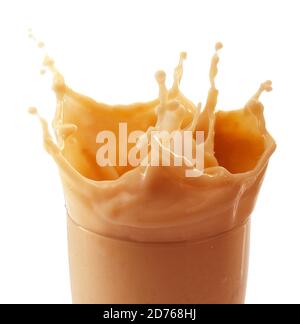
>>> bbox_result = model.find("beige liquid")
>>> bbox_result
[30,39,276,303]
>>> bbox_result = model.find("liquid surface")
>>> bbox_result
[30,43,276,242]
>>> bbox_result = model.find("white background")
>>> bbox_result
[0,0,300,303]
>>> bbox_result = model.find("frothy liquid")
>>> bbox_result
[30,36,275,242]
[29,36,275,304]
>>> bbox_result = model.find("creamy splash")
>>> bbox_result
[30,39,276,242]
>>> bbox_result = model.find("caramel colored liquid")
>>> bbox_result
[31,43,275,303]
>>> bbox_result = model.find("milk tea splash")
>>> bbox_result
[31,39,275,242]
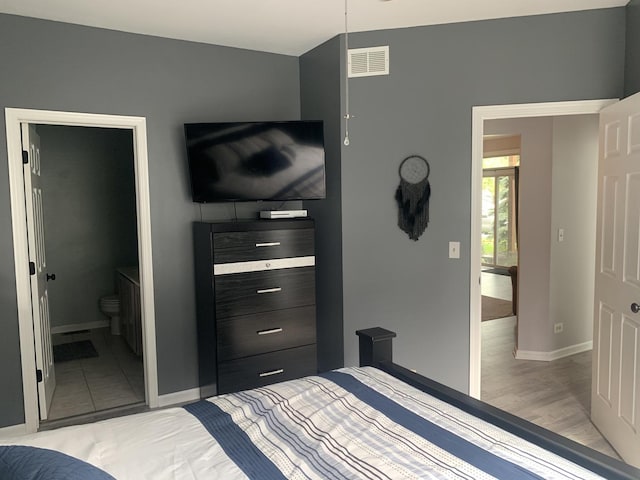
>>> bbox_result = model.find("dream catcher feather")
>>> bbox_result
[396,155,431,241]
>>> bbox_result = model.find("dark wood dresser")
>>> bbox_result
[194,219,317,397]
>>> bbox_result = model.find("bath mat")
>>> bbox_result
[53,340,98,363]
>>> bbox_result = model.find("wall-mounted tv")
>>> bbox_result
[184,120,326,203]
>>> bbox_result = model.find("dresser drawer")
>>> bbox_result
[217,305,316,361]
[214,267,316,320]
[213,228,314,263]
[218,345,317,394]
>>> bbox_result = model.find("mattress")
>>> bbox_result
[0,367,620,480]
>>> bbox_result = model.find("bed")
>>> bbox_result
[0,328,640,480]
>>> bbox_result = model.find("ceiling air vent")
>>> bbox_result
[349,46,389,78]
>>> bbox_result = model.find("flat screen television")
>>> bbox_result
[184,120,326,203]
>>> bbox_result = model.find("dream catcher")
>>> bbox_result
[396,155,431,240]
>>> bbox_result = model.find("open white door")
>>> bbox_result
[21,123,56,420]
[591,94,640,467]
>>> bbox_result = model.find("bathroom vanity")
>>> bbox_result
[118,267,142,355]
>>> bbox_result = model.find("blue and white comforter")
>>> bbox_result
[0,368,601,480]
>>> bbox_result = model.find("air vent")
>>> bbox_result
[349,46,389,78]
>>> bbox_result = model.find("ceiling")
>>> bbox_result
[0,0,629,56]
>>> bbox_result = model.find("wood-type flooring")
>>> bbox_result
[482,273,620,459]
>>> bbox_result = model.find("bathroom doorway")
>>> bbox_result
[31,124,145,428]
[5,109,158,432]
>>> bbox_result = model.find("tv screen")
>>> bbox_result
[184,120,326,203]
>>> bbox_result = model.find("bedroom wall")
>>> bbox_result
[300,37,344,371]
[37,125,138,332]
[484,117,553,352]
[545,115,598,351]
[624,0,640,97]
[0,15,300,426]
[341,8,625,391]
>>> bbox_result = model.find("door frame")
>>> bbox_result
[469,99,618,399]
[5,108,158,433]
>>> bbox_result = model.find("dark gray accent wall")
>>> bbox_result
[37,125,138,330]
[0,15,300,426]
[341,8,625,391]
[624,0,640,97]
[300,37,344,371]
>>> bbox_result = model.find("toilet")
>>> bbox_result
[100,295,120,335]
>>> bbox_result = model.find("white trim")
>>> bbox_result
[158,388,200,407]
[469,99,618,398]
[213,255,316,275]
[0,423,28,441]
[5,108,158,432]
[51,320,109,335]
[515,340,593,362]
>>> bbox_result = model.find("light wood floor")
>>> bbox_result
[482,273,620,459]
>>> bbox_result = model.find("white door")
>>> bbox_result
[21,123,56,420]
[591,94,640,467]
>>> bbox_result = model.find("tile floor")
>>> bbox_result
[43,328,145,424]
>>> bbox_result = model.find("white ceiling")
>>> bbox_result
[0,0,629,56]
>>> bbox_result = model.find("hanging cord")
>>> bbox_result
[343,0,352,146]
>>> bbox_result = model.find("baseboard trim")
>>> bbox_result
[0,423,27,440]
[515,340,593,362]
[158,388,200,408]
[51,320,109,335]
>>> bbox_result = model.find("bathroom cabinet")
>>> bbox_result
[194,219,317,396]
[118,268,142,355]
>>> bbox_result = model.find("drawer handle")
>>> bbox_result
[256,328,282,335]
[260,368,284,378]
[256,287,282,293]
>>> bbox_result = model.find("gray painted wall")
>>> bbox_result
[300,37,344,371]
[37,125,138,329]
[546,115,599,351]
[341,8,625,391]
[624,0,640,97]
[0,15,300,426]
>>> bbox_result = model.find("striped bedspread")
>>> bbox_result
[0,368,601,480]
[184,368,601,480]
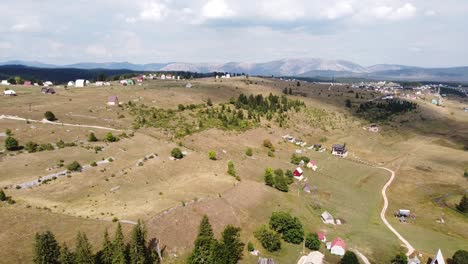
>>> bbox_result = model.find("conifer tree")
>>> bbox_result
[112,223,127,264]
[60,243,76,264]
[33,231,60,264]
[130,220,150,264]
[187,215,215,264]
[100,229,113,264]
[75,232,94,264]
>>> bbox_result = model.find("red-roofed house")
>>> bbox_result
[317,232,327,242]
[327,237,346,256]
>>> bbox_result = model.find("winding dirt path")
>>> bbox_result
[0,115,122,132]
[376,167,414,256]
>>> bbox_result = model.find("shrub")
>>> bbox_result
[208,150,217,160]
[106,132,118,142]
[228,160,236,177]
[254,225,281,252]
[452,250,468,264]
[88,132,98,142]
[245,148,253,157]
[247,242,255,252]
[270,212,304,244]
[24,141,39,153]
[67,161,82,171]
[44,111,57,121]
[340,251,359,264]
[305,233,321,250]
[5,137,20,151]
[171,148,184,159]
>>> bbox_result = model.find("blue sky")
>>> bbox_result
[0,0,468,67]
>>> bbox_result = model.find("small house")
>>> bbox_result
[327,237,346,256]
[107,95,119,105]
[431,249,445,264]
[41,87,55,94]
[3,90,16,96]
[317,232,327,243]
[367,124,379,133]
[332,144,348,158]
[307,160,318,171]
[320,211,335,225]
[297,251,324,264]
[75,79,86,87]
[398,209,411,217]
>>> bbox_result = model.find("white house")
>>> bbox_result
[75,79,87,87]
[307,160,318,171]
[327,237,346,256]
[320,211,335,225]
[431,249,445,264]
[3,90,16,96]
[297,251,324,264]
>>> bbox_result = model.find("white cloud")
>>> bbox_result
[324,1,354,20]
[201,0,235,19]
[371,3,416,20]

* * * * * * *

# TASK TO COMPLETE
Please reproduce every row above verbatim, omitting the pictures.

# REPLY TO THE TASK
>>> bbox_result = model.find("beige liquid")
>>> bbox_result
[30,39,276,303]
>>> bbox_result = model.find("liquid surface")
>>> bbox_result
[30,43,276,242]
>>> bbox_result = model.find("white background")
>>> bbox_result
[0,0,300,303]
>>> bbox_result = model.find("frothy liquid")
>>> bbox_result
[30,36,275,242]
[29,36,275,304]
>>> bbox_result = model.find("creamy splash")
>>> bbox_result
[30,39,276,242]
>>> bbox_result = model.find("caramel colored liquid")
>>> bbox_result
[31,43,275,303]
>>> bbox_result = model.find("milk tea splash")
>>> bbox_result
[31,39,275,242]
>>> bbox_result = model.find("dream catcher feather")
>>> bbox_result
[396,155,431,241]
>>> bbox_result = model.find("dark wood dresser")
>>> bbox_result
[194,219,317,397]
>>> bbox_result = model.find("bath mat")
>>> bbox_result
[53,340,98,363]
>>> bbox_result = model.find("wall-mounted tv")
>>> bbox_result
[184,120,326,203]
>>> bbox_result = model.find("dresser drawer")
>>> bbox_result
[217,305,316,361]
[214,267,316,320]
[213,228,314,263]
[218,345,317,394]
>>> bbox_result = model.find("mattress")
>>> bbox_result
[0,367,620,480]
>>> bbox_result = model.find("bed")
>>> bbox_result
[0,328,640,480]
>>> bbox_result = model.find("ceiling air vent")
>>> bbox_result
[349,46,389,78]
>>> bbox_result = model.find("flat screen television")
>>> bbox_result
[184,120,326,203]
>>> bbox_result = model.find("dream catcher")
>>> bbox_result
[396,155,431,240]
>>> bbox_result = model.find("open white door")
>>> bbox_result
[21,123,56,420]
[591,94,640,467]
>>> bbox_result = model.find("bathroom vanity")
>>> bbox_result
[118,267,142,355]
>>> bbox_result = model.find("blue and white comforter")
>>> bbox_result
[0,368,601,480]
>>> bbox_result = model.find("air vent")
>>> bbox_result
[349,46,389,78]
>>> bbox_result = model.find("ceiling")
>>> bbox_result
[0,0,629,56]
>>> bbox_result = model.find("wood-type flooring")
>>> bbox_result
[482,273,620,459]
>>> bbox_result = model.find("bathroom doorway")
>>> bbox_result
[31,124,145,428]
[5,109,158,432]
>>> bbox_result = model.find("tv screen")
>>> bbox_result
[184,120,326,203]
>>> bbox_result = model.find("bedroom wall")
>>> bbox_result
[300,37,344,371]
[37,125,138,332]
[484,117,553,352]
[545,115,598,351]
[624,0,640,97]
[0,15,300,426]
[341,8,625,391]
>>> bbox_result = model.find("door frame")
>>> bbox_result
[469,99,618,399]
[5,108,158,433]
>>> bbox_result = model.find("dark gray accent wall")
>>> bbox_result
[37,125,138,330]
[0,15,300,426]
[341,8,625,391]
[624,0,640,97]
[300,37,344,371]
>>> bbox_result = model.find("toilet")
>>> bbox_result
[100,295,120,335]
>>> bbox_result = model.find("white trim")
>>> bbox_result
[158,388,200,407]
[469,99,618,398]
[213,255,316,275]
[0,423,28,441]
[5,108,158,432]
[51,320,109,335]
[515,340,593,362]
>>> bbox_result = model.find("light wood floor")
>>> bbox_result
[482,273,620,459]
>>> bbox_result = model.find("white door")
>>> bbox_result
[21,123,56,420]
[591,94,640,467]
>>> bbox_result = model.find("tile floor")
>>> bbox_result
[43,328,145,424]
>>> bbox_result = model.find("white ceiling")
>>> bbox_result
[0,0,629,56]
>>> bbox_result = model.find("hanging cord")
>>> bbox_result
[343,0,352,146]
>>> bbox_result = model.find("baseboard trim")
>>> bbox_result
[0,423,27,440]
[515,340,593,362]
[158,388,200,408]
[51,320,109,335]
>>> bbox_result = model.find("bathroom cabinet")
>>> bbox_result
[194,219,317,396]
[118,268,142,355]
>>> bbox_result = model.find("drawer handle")
>>> bbox_result
[256,328,282,335]
[260,368,284,378]
[256,287,282,293]
>>> bbox_result = model.find("gray painted wall")
>>> bbox_result
[300,37,344,371]
[37,125,138,329]
[546,115,599,351]
[341,8,625,391]
[624,0,640,97]
[0,15,300,426]
>>> bbox_result = model.find("striped bedspread")
>>> bbox_result
[0,368,601,480]
[184,368,601,480]
>>> bbox_result = model.find("conifer tree")
>>> bbox_result
[112,223,127,264]
[60,243,76,264]
[33,231,60,264]
[130,220,150,264]
[187,215,215,264]
[100,229,113,264]
[75,232,94,264]
>>> bbox_result = model.find("red-roofed house")
>>> bbox_result
[317,232,327,242]
[327,237,346,256]
>>> bbox_result = model.find("winding dirt path")
>>> bbox_result
[0,115,122,132]
[376,167,414,256]
>>> bbox_result = model.find("shrub")
>>> bbox_result
[208,150,217,160]
[106,132,118,142]
[228,160,236,177]
[254,225,281,252]
[452,250,468,264]
[88,132,98,142]
[245,148,253,157]
[247,242,255,252]
[270,212,304,244]
[24,141,39,153]
[67,161,82,171]
[44,111,57,121]
[340,251,359,264]
[305,233,321,250]
[5,137,20,151]
[171,148,184,159]
>>> bbox_result = model.find("blue sky")
>>> bbox_result
[0,0,468,67]
>>> bbox_result = model.find("small house")
>>> bbox_result
[327,237,346,256]
[107,95,119,105]
[431,249,445,264]
[41,87,55,94]
[3,90,16,96]
[317,232,327,243]
[367,124,379,133]
[332,144,348,158]
[307,160,318,171]
[320,211,335,225]
[297,251,324,264]
[75,79,86,87]
[398,209,411,217]
>>> bbox_result = model.find("white house")
>>> bbox_result
[75,79,87,87]
[307,160,318,171]
[327,237,346,256]
[320,211,335,225]
[431,249,445,264]
[3,90,16,96]
[297,251,324,264]
>>> bbox_result = model.find("white cloud")
>>> bbox_result
[324,1,354,20]
[201,0,235,19]
[371,3,416,20]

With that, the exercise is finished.